Task ::
Transcribe the lines of the records starting with the one that has "Put a dot on each instance of the yellow gerbera" in it and ending with the last, and transcribe nothing else.

(Records excerpted from a collection)
Start of Block

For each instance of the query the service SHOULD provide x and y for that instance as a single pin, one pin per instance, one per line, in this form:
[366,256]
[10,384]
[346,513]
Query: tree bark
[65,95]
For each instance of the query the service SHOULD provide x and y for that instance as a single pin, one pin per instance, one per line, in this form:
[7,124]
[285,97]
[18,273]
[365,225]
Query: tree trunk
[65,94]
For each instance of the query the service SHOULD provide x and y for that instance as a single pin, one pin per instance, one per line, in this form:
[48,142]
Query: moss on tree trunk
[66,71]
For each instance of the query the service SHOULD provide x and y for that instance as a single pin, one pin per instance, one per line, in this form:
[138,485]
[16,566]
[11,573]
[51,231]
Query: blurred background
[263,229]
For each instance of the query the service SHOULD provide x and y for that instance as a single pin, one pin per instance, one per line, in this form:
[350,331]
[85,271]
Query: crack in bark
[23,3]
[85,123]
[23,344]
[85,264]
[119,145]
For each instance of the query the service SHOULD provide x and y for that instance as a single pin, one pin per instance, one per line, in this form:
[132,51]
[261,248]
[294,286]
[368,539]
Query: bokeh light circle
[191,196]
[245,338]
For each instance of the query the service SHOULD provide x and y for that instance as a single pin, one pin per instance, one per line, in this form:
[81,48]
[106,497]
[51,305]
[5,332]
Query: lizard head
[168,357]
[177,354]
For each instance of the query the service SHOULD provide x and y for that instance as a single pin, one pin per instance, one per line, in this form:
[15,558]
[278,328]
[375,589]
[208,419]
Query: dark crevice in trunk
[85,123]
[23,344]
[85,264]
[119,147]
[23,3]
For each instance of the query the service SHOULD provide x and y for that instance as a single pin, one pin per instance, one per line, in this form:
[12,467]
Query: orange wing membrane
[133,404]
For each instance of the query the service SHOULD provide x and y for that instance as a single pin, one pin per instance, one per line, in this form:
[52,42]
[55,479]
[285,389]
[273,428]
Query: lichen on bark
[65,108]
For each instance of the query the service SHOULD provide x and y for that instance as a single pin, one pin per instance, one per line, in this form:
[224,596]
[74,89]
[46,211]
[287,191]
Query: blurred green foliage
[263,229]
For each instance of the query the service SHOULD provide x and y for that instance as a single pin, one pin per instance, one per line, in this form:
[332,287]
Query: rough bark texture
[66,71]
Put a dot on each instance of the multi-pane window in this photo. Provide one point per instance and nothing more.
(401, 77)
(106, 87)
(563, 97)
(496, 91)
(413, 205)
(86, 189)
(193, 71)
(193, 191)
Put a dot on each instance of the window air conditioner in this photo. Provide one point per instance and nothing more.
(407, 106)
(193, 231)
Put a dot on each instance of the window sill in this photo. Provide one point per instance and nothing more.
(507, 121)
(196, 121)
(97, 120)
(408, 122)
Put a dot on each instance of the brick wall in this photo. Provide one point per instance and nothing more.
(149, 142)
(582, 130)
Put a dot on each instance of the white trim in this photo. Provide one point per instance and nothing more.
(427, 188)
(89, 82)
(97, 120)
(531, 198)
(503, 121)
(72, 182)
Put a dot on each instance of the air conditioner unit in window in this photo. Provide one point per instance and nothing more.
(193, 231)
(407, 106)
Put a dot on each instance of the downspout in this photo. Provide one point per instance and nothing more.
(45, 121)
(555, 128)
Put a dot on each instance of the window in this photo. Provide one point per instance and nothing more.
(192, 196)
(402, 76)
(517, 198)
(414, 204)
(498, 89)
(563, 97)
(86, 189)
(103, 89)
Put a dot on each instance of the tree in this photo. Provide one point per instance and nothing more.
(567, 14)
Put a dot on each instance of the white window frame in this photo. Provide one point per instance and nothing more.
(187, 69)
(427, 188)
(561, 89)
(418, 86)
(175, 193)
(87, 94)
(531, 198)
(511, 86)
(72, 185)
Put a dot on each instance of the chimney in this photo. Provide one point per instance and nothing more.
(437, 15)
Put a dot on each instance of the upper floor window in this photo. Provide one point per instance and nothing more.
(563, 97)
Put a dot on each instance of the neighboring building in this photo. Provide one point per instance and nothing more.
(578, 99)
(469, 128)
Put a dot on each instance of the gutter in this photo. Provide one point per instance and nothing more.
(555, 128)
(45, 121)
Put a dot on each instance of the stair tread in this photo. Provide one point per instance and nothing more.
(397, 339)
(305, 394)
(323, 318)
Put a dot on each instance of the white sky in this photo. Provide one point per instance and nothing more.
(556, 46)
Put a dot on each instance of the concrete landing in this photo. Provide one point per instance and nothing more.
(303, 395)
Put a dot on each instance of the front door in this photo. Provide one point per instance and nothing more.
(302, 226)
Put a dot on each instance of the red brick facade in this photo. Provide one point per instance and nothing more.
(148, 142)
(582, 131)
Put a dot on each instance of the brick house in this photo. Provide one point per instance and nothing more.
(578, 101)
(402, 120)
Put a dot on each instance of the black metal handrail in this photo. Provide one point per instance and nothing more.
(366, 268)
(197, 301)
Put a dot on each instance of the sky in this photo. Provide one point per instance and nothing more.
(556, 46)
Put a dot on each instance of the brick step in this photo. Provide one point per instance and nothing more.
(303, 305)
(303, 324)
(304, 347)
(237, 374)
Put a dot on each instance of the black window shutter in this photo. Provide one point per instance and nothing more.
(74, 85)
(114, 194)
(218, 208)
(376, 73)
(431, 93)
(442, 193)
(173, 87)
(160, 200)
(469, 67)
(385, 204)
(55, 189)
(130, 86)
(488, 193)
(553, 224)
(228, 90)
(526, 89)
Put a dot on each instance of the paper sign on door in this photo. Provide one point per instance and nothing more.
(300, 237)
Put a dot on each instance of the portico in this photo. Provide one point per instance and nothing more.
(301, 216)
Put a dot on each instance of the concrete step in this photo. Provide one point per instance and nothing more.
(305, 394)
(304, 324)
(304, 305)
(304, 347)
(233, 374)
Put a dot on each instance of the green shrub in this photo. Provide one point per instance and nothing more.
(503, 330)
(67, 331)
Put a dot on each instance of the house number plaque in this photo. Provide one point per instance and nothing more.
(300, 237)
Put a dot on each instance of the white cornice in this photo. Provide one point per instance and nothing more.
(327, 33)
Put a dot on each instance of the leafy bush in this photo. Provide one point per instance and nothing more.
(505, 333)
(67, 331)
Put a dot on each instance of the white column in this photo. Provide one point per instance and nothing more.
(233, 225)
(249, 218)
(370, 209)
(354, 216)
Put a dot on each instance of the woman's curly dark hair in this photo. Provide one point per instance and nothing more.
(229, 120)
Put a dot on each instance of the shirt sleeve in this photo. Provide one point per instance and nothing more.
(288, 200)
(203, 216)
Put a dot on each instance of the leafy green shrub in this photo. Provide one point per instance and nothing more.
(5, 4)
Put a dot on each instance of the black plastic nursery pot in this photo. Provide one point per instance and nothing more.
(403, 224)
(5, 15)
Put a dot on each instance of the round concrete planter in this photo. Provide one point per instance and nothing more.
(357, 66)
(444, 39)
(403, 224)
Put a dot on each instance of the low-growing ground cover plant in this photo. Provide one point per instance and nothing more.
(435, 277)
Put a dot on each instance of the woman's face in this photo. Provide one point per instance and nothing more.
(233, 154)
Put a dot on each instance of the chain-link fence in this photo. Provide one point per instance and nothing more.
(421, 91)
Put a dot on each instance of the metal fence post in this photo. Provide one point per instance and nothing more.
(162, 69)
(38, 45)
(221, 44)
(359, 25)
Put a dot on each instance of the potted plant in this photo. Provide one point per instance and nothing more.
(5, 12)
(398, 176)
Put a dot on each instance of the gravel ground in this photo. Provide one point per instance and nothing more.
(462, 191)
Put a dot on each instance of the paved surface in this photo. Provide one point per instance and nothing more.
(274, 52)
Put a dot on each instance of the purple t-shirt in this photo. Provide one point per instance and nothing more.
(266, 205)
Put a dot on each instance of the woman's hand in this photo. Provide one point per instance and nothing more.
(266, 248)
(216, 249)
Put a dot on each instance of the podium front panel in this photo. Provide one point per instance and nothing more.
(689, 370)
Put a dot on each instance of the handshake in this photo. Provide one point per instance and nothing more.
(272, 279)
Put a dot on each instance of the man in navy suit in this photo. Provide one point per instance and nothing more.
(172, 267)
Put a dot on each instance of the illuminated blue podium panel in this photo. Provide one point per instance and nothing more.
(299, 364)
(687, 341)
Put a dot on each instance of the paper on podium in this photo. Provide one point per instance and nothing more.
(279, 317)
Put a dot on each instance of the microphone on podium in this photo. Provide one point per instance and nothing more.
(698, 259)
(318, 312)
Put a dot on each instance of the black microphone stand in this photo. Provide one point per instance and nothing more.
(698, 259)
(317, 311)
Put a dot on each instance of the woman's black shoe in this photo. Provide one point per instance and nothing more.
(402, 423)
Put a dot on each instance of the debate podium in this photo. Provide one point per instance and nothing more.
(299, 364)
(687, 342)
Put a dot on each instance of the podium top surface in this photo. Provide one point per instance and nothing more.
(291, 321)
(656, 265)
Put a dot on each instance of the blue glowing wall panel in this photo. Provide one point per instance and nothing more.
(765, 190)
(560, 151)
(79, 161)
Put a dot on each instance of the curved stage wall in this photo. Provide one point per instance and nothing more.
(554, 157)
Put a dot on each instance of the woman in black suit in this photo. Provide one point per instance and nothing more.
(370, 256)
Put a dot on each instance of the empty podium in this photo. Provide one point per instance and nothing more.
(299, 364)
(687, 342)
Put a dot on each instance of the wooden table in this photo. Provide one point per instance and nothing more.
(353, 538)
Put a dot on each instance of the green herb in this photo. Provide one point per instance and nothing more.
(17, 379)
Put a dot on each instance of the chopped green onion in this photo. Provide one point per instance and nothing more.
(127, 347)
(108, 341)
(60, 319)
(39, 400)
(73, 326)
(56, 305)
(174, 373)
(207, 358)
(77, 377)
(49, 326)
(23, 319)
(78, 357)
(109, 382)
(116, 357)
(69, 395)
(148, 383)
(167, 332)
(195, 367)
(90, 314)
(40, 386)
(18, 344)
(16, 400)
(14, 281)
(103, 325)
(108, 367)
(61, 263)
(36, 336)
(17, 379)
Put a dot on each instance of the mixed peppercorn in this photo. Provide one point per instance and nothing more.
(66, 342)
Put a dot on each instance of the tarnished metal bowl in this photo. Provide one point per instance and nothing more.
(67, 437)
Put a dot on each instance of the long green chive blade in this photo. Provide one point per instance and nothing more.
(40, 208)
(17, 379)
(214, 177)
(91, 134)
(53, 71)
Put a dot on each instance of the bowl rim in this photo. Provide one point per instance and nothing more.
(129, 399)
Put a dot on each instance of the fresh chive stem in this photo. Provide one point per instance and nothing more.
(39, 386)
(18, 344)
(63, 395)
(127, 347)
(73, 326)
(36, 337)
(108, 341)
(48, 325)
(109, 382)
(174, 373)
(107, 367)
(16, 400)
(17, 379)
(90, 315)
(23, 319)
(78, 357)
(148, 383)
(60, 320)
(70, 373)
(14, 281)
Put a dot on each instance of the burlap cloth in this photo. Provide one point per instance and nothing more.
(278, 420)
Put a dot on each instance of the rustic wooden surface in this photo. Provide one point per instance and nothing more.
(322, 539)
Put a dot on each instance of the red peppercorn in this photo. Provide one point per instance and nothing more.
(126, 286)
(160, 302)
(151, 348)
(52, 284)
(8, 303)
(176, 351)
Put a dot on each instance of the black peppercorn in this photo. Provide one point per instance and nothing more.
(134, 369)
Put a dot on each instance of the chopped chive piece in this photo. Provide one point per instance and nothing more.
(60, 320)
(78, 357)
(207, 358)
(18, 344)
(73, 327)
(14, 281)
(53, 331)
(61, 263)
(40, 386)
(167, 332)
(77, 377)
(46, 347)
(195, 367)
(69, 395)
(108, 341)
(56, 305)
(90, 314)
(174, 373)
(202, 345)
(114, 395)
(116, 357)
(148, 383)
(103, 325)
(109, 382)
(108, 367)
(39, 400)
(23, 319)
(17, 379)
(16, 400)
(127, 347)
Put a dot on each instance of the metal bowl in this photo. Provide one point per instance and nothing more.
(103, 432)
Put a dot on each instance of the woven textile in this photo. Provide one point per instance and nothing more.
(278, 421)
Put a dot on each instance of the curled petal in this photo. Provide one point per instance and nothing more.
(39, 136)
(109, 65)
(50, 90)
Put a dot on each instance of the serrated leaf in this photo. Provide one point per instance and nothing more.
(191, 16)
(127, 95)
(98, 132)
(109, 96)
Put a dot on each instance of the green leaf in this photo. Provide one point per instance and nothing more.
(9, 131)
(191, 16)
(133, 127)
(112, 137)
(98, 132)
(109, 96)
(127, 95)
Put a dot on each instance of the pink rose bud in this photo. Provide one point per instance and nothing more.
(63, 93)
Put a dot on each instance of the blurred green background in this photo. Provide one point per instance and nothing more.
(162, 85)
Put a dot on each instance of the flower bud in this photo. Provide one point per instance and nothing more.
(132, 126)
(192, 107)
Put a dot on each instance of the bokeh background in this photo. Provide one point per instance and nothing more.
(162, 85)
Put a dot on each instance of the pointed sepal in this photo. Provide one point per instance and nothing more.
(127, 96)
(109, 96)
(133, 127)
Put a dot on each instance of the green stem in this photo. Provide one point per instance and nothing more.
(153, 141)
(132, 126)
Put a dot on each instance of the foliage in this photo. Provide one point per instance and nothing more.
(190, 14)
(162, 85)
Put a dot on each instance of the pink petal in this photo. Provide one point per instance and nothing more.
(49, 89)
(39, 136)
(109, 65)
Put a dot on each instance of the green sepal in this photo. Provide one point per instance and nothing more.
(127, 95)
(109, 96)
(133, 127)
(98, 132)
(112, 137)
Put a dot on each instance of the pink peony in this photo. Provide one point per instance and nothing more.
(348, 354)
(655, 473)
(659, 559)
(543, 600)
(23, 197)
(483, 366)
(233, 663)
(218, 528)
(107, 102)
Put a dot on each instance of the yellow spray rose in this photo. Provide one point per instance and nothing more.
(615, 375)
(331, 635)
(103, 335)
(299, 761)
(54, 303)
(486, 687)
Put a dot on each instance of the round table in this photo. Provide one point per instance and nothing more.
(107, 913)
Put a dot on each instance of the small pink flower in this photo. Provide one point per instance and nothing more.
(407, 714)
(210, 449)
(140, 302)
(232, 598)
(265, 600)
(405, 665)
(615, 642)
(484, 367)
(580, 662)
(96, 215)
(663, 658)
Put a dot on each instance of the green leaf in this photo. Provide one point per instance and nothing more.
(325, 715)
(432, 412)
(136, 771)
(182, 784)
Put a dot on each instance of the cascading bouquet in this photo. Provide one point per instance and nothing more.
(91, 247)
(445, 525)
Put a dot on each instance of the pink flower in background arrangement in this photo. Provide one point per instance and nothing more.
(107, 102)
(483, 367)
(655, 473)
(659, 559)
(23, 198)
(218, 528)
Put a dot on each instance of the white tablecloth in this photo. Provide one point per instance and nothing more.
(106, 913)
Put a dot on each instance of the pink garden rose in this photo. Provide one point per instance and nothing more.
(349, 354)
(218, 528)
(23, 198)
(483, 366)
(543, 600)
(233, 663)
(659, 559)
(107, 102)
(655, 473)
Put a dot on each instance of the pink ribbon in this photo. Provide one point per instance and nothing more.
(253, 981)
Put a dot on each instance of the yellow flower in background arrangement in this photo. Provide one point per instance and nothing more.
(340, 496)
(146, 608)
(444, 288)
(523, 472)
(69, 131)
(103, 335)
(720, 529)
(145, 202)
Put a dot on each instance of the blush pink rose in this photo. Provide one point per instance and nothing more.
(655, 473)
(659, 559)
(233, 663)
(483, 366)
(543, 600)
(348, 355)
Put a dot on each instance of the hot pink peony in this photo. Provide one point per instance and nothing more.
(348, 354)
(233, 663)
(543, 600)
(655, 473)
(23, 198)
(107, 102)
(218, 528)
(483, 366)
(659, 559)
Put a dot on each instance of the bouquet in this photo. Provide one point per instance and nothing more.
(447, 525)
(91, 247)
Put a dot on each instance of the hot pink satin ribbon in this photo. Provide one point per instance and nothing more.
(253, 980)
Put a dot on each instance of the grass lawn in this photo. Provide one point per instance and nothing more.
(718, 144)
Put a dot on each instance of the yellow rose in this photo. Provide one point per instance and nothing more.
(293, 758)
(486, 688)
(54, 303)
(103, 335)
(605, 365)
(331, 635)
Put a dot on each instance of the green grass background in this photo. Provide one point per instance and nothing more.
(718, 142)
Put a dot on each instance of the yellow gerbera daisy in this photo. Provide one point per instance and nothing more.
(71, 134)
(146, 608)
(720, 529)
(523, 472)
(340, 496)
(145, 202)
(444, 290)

End of Block

Solution ::
Put a dot on each instance of the yellow gerbera daisy in this photo. Provide one point per instance and nothing more.
(71, 134)
(146, 608)
(720, 529)
(523, 472)
(340, 496)
(145, 202)
(444, 290)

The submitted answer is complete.